(Point annotation dataset records)
§

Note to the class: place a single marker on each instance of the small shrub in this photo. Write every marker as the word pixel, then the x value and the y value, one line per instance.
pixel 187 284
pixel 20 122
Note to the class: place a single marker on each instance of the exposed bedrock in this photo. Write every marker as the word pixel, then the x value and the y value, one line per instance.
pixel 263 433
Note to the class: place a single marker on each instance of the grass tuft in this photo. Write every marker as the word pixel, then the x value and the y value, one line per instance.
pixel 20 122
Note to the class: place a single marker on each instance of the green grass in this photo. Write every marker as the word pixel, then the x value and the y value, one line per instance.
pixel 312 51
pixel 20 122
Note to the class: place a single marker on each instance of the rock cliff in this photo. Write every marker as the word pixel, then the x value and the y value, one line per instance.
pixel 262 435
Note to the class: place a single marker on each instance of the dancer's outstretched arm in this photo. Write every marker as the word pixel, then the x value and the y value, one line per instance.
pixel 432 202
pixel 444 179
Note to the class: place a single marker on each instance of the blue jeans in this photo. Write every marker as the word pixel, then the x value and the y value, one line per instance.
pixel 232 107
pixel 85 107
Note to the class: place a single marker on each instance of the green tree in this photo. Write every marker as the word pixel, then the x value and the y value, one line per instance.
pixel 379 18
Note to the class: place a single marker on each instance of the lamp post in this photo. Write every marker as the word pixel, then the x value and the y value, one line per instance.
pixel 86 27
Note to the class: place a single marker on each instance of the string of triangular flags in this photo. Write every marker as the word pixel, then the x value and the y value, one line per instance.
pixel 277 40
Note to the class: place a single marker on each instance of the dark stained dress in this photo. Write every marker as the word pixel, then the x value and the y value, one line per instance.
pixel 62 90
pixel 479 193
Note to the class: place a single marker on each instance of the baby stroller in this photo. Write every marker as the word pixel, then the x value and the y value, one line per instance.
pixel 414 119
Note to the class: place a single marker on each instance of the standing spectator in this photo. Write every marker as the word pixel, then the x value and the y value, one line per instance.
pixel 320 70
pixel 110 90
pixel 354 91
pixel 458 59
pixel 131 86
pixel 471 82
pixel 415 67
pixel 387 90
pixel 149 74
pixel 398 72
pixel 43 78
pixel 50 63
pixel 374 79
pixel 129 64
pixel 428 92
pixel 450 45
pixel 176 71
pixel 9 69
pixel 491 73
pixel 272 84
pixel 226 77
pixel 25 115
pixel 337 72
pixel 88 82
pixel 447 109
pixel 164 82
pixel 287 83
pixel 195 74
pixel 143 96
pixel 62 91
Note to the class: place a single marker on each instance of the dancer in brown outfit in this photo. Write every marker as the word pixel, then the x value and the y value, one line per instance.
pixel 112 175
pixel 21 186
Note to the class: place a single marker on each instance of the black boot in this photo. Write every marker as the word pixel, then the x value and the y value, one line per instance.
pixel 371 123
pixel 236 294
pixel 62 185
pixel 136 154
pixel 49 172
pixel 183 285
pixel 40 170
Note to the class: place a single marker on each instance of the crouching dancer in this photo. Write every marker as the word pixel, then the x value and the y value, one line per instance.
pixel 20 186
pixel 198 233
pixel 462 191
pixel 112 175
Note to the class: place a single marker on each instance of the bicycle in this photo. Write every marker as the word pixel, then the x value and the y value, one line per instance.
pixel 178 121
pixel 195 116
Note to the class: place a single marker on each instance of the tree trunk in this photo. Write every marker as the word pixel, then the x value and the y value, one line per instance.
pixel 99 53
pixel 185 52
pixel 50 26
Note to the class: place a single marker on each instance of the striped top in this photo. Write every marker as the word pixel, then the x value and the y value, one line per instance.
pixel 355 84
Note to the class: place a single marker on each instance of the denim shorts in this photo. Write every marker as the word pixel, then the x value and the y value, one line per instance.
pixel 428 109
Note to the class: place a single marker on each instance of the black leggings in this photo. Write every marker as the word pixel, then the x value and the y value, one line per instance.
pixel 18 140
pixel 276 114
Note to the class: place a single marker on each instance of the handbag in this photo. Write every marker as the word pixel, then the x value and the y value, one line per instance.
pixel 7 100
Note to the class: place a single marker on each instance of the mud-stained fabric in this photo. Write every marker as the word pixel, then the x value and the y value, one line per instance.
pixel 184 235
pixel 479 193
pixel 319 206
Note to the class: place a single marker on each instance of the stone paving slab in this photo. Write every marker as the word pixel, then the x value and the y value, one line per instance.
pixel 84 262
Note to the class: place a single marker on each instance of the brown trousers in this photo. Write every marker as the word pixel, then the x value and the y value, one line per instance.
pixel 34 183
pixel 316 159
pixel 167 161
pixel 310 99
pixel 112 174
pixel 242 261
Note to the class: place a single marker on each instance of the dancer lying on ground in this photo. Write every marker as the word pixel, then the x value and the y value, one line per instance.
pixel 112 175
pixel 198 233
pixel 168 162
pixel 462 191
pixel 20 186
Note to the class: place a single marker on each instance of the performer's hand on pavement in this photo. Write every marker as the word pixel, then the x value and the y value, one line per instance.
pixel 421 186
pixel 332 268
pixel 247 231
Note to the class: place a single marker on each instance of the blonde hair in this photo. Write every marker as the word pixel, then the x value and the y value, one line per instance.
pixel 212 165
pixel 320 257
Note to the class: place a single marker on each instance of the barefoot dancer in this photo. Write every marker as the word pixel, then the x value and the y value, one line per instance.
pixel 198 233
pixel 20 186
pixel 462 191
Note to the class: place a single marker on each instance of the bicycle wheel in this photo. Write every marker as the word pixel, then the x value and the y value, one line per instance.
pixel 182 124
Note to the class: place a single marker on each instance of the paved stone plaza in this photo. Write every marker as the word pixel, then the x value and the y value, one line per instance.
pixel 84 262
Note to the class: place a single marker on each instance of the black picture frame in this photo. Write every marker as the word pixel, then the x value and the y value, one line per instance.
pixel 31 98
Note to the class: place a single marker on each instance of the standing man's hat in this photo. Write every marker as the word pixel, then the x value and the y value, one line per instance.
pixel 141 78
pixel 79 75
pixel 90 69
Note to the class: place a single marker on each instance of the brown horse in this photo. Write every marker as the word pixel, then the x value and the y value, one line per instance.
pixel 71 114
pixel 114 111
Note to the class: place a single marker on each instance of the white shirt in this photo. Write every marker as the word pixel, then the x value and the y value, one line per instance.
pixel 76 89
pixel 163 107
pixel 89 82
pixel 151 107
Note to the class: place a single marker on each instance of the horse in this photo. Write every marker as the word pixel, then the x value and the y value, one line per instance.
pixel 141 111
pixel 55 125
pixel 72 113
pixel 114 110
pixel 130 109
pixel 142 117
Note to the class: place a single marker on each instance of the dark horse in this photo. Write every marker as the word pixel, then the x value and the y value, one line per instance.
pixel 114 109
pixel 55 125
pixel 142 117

§

Exercise brief
Can you turn these lines into a JSON list of strings with one string per line, leaving out any blank lines? Include every line from the first to the last.

Task result
[
  "Note to the class: place a single marker on each instance of the small shrub in this photo. Write every marker as the word pixel, then the x value and the y value, one line per instance.",
  "pixel 187 284",
  "pixel 20 122",
  "Note to the class: place a single marker on each instance of the exposed bedrock in this photo. Write every marker as the word pixel, then the x value and the y value, one line per instance.",
  "pixel 263 433",
  "Note to the class: place a single marker on each instance of the grass tuft in this photo. Write every marker as the word pixel, then the x value and the y value, one line per instance.",
  "pixel 20 122",
  "Note to the class: place a single marker on each instance of the green grass in this photo. Write every marker as the word pixel, then the x value and the y value, one line per instance.",
  "pixel 312 51",
  "pixel 20 122",
  "Note to the class: place a single marker on each instance of the rock cliff in this photo. Write every marker as the word pixel, then the x value and the y value, one line per instance.",
  "pixel 262 435",
  "Note to the class: place a single marker on each instance of the dancer's outstretched arm in this photo. Write every marker as the word pixel, then the x value and the y value, one line per instance.",
  "pixel 432 202",
  "pixel 444 179",
  "Note to the class: place a single marker on each instance of the blue jeans in this photo. Write every marker as the word pixel, then the x value and the y value, one line per instance.",
  "pixel 232 107",
  "pixel 85 107",
  "Note to the class: place a single marker on each instance of the green tree in this photo. Write every marker as the word pixel, then the x value and the y value, one line per instance.",
  "pixel 379 18",
  "Note to the class: place a single marker on each instance of the lamp post in this photo. Write every marker as the word pixel, then the x value and the y value, one line per instance.",
  "pixel 86 27",
  "Note to the class: place a single marker on each instance of the string of triangular flags in this photo. Write every marker as the word pixel, then the x value and the y value, one line per instance.",
  "pixel 277 40",
  "Note to the class: place a single marker on each instance of the dark stained dress in this photo. Write every marker as the word pixel, then the x value and the y value, one line per instance.",
  "pixel 62 90",
  "pixel 479 193",
  "Note to the class: place a single marker on each instance of the baby stroller in this photo. Write every marker as the word pixel, then the x value and the y value, one line per instance.",
  "pixel 414 119",
  "Note to the class: place a single marker on each instance of the standing spectator in this photo. Write every marker as the word pixel, then the x value and the y value, one line per instance.",
  "pixel 320 70",
  "pixel 110 90",
  "pixel 354 91",
  "pixel 458 59",
  "pixel 131 86",
  "pixel 471 82",
  "pixel 415 67",
  "pixel 387 90",
  "pixel 149 74",
  "pixel 398 72",
  "pixel 43 78",
  "pixel 50 63",
  "pixel 374 79",
  "pixel 129 64",
  "pixel 428 92",
  "pixel 450 45",
  "pixel 176 71",
  "pixel 9 69",
  "pixel 491 73",
  "pixel 272 84",
  "pixel 226 77",
  "pixel 25 115",
  "pixel 337 72",
  "pixel 88 82",
  "pixel 447 109",
  "pixel 164 82",
  "pixel 287 83",
  "pixel 195 74",
  "pixel 143 96",
  "pixel 62 91",
  "Note to the class: place a single marker on each instance of the dancer in brown outfit in this photo. Write every marker as the word pixel, then the x value and the y value, one line per instance.",
  "pixel 112 175",
  "pixel 21 186",
  "Note to the class: place a single marker on each instance of the black boot in this photo. Write every marker as the word pixel, then the x value and the y value, one line per instance.",
  "pixel 371 123",
  "pixel 236 294",
  "pixel 62 185",
  "pixel 136 154",
  "pixel 49 172",
  "pixel 183 285",
  "pixel 40 170",
  "Note to the class: place a single marker on each instance of the crouching dancer in this photo. Write every marker as the word pixel, then the x value and the y value, one line per instance.",
  "pixel 20 186",
  "pixel 198 233",
  "pixel 462 191",
  "pixel 112 175",
  "Note to the class: place a single marker on each instance of the bicycle in this photo. Write every marker as the word pixel, then the x value and the y value, one line per instance.",
  "pixel 178 121",
  "pixel 195 116",
  "Note to the class: place a single marker on each instance of the tree trunk in this photo. Write every marker as the word pixel, then the x value and the y value, one line per instance.",
  "pixel 99 53",
  "pixel 185 52",
  "pixel 50 26",
  "Note to the class: place a single marker on each instance of the striped top in this photo. Write every marker as the word pixel, then the x value and the y value, one line per instance.",
  "pixel 355 84",
  "Note to the class: place a single marker on each instance of the denim shorts in this photo. Write every marker as the word pixel, then the x value and the y value, one line per instance.",
  "pixel 428 109",
  "Note to the class: place a single marker on each instance of the black leggings in this photo. Write every marker as the word pixel, then the x value and the y value, one line per instance.",
  "pixel 18 140",
  "pixel 276 114",
  "Note to the class: place a single marker on each instance of the handbag in this photo. Write every marker as the word pixel, then the x value and the y value, one line per instance.",
  "pixel 7 100",
  "Note to the class: place a single marker on each instance of the mud-stained fabric in this photo. Write every marker as the word pixel, then the x value and the y value, one line per instance.",
  "pixel 184 235",
  "pixel 479 193",
  "pixel 319 206",
  "Note to the class: place a single marker on each instance of the stone paving slab in this photo. Write every marker as the word pixel, then the x value and the y value, one line per instance.",
  "pixel 84 262",
  "Note to the class: place a single marker on each instance of the brown trousers in this photo. Write every marker as the word pixel, then the x value and the y value, one line per instance.",
  "pixel 34 183",
  "pixel 316 159",
  "pixel 167 161",
  "pixel 310 99",
  "pixel 112 174",
  "pixel 242 261",
  "Note to the class: place a single marker on each instance of the dancer lying on ground in this photo. Write every marker as the word pixel, then the x value and the y value, one line per instance.",
  "pixel 112 175",
  "pixel 198 233",
  "pixel 168 162",
  "pixel 462 191",
  "pixel 20 186",
  "Note to the class: place a single marker on each instance of the performer's hand on pavement in this photo. Write every marker as the word pixel, then the x value and the y value, one line per instance.",
  "pixel 421 186",
  "pixel 332 268",
  "pixel 247 231",
  "Note to the class: place a single marker on each instance of the blonde hair in this photo. Write every marker as the word pixel, then the x value and the y value, one line per instance.",
  "pixel 212 165",
  "pixel 320 257",
  "Note to the class: place a single marker on each instance of the barefoot dancer in this photo. Write every marker as the word pixel, then the x value and the y value, one line per instance.",
  "pixel 198 233",
  "pixel 20 186",
  "pixel 462 191",
  "Note to the class: place a single marker on each instance of the bicycle wheel in this photo. Write every marker as the word pixel, then the x value and the y value, one line per instance.",
  "pixel 182 124",
  "Note to the class: place a single marker on each instance of the paved stone plaza in this photo. Write every marker as the word pixel, then the x value and the y value, one line per instance.",
  "pixel 84 262",
  "Note to the class: place a single marker on each instance of the black picture frame in this photo. Write every marker as the word pixel, then the x value and the y value, one line per instance.",
  "pixel 31 98",
  "Note to the class: place a single marker on each instance of the standing man's hat in this photo. Write every marker as the word pixel, then the x value and the y value, one line per instance.",
  "pixel 141 78",
  "pixel 79 75",
  "pixel 90 69",
  "Note to the class: place a single marker on each instance of the brown horse in this photo. Write every marker as the word pixel, then the x value and the y value, one line per instance.",
  "pixel 71 114",
  "pixel 114 111",
  "Note to the class: place a single marker on each instance of the white shirt in this photo. Write every marker as the word pixel, then the x value and the y value, one line per instance.",
  "pixel 76 89",
  "pixel 163 107",
  "pixel 89 82",
  "pixel 151 107",
  "Note to the class: place a single marker on each instance of the horse in this photo. Write every marker as the word pixel, then the x value and the y value, one line per instance.",
  "pixel 141 111",
  "pixel 55 125",
  "pixel 72 113",
  "pixel 114 110",
  "pixel 130 109",
  "pixel 142 117",
  "Note to the class: place a single marker on each instance of the dark horse in this photo. Write every marker as the word pixel, then the x value and the y value, one line per instance.",
  "pixel 114 109",
  "pixel 55 125",
  "pixel 142 117"
]